Instructions to follow
Reproduce every line in the stretch from the line containing "Would you mind marking the pale" through the line containing "(701, 1020)", requests included, and output only those lines. Multiply each coordinate in the answers by 1.25 and round to whole numbers, with halves rounded up.

Extracted entries
## Begin

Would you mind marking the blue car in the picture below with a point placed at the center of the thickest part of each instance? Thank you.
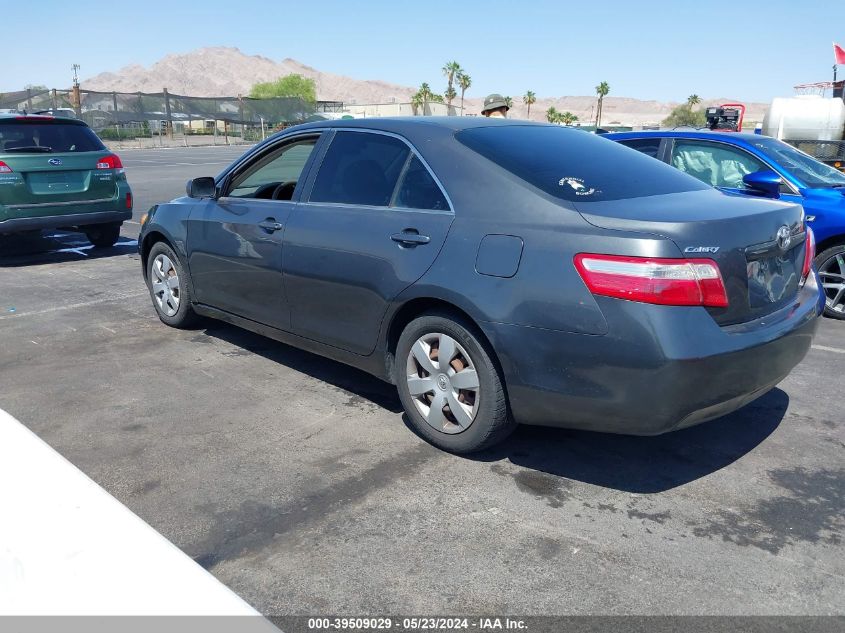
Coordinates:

## End
## Begin

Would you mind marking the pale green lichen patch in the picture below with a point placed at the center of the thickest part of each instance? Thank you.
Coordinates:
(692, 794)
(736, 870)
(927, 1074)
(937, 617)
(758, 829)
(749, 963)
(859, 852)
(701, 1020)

## End

Expected answer
Would you mind marking the pale green lichen patch in the picture below with a point placed at the center of the thickest part of each instance? Thank you.
Coordinates:
(865, 993)
(920, 1088)
(1159, 1343)
(1171, 771)
(948, 1036)
(936, 1204)
(1074, 1065)
(876, 1275)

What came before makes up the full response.